▶ _Excerpted passage_
+ + + + +

I once asked her about her name. “I was born at Christmas,” she chuckled. “My parents had no choice.”
Shiny names like Faith or Charity are such a risk. I mean, what if you end up naming your kid Hope, and she’s as hopeless as they get? My parents were going to name me Holly because of my December birthday, but somehow I think they just knew. I just have too much snark in me to carry it off.
Faith can lounge about and be faithful, but Joy has its own one-person show.
But that name Joy comes with extra packaging. Joy needs to be smiley and chirpy, right? There should be singing, with small birds circling about. Faith can lounge about and be faithful, but Joy has its own one-person show. This is not sustainable, unless you’re Liza Minelli, and even that didn’t work out so well for her.
So I find joy a bit suspect. It’s like back when I took my boys to a birthday endurance event at Chuck E. Cheese. I would lean against a wall, arms crossed, waiting. Sure, it’s all bright lights and music for now, but somebody is going to run out of tokens, and the crying will commence.
It’s a lot of pressure to be named Joy.
We all are, incidentally.
Over the duration of this impossible year, I have reminded myself that I am called to be joyful. Many mornings, this seemed kind of impossible, so I went with my litany of comfort: “I am yours,” I would pray in my little room at the top of our house in the gathering dawn. Anxiety would roam around the corners of my prayers, and I would stare up at my ceiling cobwebs and search for joy. Uncertainty was my constant companion, and it hurt. I would breathe my prayers, in and out: “You are mine, and I am yours, and you named me, all brand-new, every day. Even today.” The pain would lessen, and I would start another 24 hours.
I get a little tense about joy. Joy is for Christmas. It’s a Christmas word, not a today word. And this year seems to be always winter and never Christmas.
Many years ago my boys and I were visiting my father-in-law’s church at Christmas, and at some point in the service there was a readers’ response where we followed along with the preacher. One portion of the reading pertained to the congregation rejoicing and it ended up sounding like this:
Pastor: In a somber tone, I say that we shall rejoice always. We have joy in our hearts. Really.
Congregants: We shall match your somber tone and raise it to 11 because we all sound super somber. But yes, joy.
Pastor: And now I chime in again here, somber somber and so on about the joy.
Congregants: And here we are again and is it time for a nap soon. Blar, blar, blar. And there is a lot of joy.

+ + + + +

▶ _Entries supplied_
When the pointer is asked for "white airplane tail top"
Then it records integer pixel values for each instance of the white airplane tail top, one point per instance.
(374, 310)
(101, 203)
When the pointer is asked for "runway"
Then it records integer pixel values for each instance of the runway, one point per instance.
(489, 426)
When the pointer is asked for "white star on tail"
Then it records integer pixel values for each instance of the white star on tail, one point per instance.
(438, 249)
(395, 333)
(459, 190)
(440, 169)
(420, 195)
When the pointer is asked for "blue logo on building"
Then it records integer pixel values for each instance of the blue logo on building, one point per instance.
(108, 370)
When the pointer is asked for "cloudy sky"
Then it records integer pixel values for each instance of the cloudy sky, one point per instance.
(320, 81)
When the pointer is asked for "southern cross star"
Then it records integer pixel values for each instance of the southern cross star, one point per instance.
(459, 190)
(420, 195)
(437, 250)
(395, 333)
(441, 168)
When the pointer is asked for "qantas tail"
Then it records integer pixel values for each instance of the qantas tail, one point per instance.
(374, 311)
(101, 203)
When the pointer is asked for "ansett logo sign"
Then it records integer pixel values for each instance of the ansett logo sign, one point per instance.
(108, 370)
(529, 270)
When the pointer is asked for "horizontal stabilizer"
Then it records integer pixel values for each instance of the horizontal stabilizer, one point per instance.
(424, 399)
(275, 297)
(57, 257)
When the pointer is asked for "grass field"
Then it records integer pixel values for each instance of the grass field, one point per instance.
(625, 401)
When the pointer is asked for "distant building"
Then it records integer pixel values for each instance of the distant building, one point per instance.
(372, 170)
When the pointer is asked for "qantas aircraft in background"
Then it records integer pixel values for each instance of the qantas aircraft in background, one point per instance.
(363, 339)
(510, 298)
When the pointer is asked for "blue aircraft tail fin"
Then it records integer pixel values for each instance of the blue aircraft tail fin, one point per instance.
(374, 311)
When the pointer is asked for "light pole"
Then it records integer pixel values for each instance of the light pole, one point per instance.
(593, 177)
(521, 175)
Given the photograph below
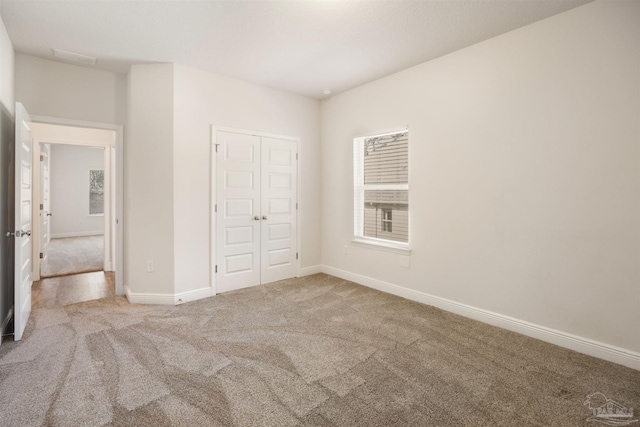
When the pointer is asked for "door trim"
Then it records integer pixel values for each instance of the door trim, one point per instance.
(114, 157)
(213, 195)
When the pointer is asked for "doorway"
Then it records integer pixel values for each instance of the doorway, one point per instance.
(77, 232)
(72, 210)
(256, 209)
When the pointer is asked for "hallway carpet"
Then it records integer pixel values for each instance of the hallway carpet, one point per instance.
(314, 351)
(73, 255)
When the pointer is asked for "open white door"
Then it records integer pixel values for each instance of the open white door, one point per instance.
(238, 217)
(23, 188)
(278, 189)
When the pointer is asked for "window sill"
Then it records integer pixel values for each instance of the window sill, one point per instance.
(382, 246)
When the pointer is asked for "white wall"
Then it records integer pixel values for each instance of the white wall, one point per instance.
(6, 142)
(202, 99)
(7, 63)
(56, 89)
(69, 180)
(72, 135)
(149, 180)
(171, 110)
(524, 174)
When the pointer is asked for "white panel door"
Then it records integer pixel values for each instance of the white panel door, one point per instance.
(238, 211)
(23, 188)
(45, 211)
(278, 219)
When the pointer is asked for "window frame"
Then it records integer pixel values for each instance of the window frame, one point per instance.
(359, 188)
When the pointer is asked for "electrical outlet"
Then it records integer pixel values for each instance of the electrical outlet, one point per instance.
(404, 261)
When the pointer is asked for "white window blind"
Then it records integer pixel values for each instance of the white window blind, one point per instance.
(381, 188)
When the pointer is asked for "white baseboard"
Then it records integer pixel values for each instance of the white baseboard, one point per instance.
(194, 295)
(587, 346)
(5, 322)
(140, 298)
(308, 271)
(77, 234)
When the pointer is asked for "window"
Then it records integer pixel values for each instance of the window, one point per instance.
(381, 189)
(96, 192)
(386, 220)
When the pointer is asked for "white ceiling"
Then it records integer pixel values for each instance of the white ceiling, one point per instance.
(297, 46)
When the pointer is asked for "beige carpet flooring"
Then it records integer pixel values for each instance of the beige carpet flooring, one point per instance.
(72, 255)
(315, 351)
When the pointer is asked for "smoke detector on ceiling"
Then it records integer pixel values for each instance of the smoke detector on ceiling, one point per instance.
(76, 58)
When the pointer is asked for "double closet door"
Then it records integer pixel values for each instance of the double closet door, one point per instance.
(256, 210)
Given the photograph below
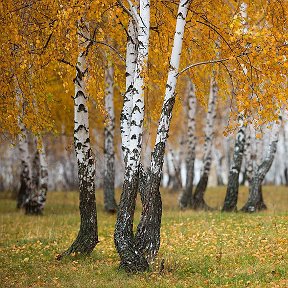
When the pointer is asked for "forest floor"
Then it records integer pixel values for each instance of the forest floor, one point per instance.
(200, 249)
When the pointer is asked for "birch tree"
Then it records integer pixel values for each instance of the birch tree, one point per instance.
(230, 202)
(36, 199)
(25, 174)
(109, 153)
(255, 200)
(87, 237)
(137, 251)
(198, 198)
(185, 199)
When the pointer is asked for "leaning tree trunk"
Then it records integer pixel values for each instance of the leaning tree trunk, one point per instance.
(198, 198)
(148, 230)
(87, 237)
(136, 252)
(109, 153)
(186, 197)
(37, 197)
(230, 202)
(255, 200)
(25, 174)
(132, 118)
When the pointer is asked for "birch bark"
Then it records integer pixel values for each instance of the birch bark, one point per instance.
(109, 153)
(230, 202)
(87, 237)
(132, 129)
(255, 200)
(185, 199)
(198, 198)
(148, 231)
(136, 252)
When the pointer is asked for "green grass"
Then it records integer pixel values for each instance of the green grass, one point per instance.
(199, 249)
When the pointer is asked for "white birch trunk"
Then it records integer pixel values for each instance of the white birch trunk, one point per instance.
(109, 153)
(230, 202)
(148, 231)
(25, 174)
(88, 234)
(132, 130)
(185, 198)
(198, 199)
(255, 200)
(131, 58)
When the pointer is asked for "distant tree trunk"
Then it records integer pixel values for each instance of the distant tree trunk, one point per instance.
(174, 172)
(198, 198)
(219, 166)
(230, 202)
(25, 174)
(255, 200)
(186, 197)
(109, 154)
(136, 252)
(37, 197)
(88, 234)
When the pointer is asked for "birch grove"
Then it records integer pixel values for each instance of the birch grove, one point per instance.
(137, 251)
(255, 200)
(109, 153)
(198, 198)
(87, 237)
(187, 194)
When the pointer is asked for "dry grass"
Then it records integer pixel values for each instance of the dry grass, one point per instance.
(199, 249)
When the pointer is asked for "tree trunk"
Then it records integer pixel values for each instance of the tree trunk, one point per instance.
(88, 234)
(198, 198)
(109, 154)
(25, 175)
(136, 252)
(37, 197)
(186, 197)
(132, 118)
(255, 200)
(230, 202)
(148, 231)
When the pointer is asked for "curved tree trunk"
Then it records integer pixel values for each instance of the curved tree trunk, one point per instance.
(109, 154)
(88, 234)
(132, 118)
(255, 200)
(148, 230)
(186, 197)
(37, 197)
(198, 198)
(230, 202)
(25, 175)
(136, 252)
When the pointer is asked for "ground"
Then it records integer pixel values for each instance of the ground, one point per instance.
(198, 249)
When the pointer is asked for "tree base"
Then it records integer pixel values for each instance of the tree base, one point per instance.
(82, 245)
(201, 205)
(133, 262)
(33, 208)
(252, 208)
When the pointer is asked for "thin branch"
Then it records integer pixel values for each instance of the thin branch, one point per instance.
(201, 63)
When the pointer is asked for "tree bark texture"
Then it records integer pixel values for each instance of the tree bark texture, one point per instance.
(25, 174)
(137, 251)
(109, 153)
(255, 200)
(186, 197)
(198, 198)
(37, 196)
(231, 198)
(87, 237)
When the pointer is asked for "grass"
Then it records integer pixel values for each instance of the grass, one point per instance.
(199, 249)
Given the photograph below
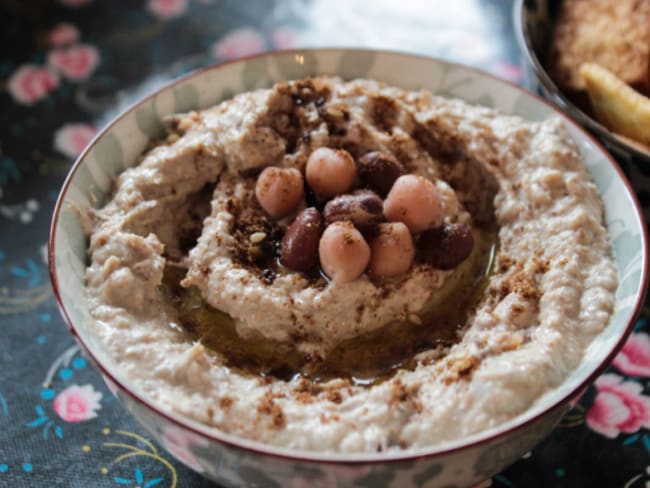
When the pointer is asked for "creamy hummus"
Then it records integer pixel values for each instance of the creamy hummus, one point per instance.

+ + + + +

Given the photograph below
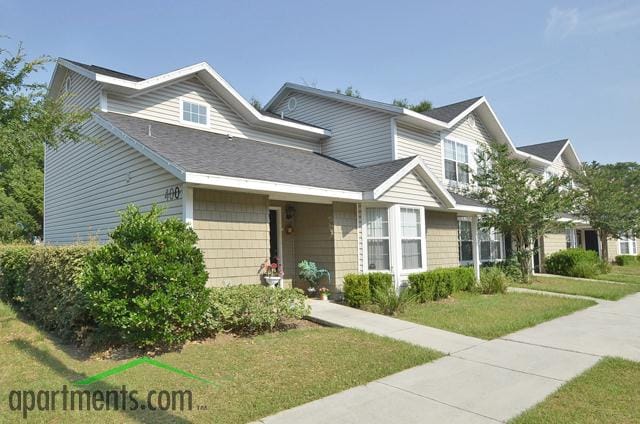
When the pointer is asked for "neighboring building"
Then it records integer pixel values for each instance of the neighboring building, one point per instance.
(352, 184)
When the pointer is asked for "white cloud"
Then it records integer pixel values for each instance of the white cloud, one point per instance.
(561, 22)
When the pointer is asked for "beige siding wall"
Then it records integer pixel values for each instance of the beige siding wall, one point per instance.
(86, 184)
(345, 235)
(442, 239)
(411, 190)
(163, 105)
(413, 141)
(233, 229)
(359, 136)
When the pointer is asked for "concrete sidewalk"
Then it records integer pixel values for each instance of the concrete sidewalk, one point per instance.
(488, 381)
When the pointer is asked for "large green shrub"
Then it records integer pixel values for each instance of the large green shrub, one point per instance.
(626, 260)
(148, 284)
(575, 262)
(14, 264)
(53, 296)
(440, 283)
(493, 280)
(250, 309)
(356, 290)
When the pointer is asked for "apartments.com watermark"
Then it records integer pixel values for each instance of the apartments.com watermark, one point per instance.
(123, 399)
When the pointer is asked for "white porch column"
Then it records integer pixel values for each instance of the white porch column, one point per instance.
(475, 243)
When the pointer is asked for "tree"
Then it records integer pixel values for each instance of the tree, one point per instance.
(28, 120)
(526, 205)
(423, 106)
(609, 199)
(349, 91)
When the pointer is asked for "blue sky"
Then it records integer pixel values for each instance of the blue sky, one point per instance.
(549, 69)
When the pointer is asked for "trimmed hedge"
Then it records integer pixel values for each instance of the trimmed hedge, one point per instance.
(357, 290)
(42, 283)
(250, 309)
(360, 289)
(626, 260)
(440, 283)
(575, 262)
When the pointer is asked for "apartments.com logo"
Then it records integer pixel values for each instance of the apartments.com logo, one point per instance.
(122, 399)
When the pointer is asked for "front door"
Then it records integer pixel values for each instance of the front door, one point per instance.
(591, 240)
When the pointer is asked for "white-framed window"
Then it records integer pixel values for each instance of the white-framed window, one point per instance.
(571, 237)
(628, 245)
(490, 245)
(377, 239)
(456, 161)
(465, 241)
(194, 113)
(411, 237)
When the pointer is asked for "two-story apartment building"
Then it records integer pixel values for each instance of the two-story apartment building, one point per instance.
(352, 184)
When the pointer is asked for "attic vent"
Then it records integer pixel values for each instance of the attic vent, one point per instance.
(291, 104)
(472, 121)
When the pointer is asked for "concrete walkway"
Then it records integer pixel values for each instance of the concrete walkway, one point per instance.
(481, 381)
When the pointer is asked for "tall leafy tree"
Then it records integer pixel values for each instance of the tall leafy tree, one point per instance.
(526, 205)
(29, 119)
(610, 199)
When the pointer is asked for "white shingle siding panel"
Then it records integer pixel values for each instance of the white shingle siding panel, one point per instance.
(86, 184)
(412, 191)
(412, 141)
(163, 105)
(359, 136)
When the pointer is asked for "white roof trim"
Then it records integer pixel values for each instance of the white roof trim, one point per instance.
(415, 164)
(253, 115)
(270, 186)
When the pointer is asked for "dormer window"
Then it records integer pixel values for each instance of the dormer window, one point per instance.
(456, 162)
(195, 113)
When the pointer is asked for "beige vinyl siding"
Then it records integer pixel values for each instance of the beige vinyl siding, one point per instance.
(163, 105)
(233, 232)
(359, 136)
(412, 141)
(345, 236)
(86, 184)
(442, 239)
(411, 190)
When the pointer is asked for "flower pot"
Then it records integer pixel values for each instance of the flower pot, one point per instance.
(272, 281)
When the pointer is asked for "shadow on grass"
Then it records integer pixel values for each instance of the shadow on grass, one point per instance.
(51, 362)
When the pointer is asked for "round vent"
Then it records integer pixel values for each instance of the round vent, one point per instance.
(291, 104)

+ + + + +

▶ _Task set_
(1) In the essay about the name Joy, what name were the writer's parents going to choose, and why?
(2) From the rows, pick out each line containing the word "tall".

▶ _Task-by-task answers_
(1) Holly, because of the writer's December birthday.

(2)
When the pointer is asked for "tall leafy tree"
Then it records integer pixel values for each instance of the tall leafy tree, one point per instance.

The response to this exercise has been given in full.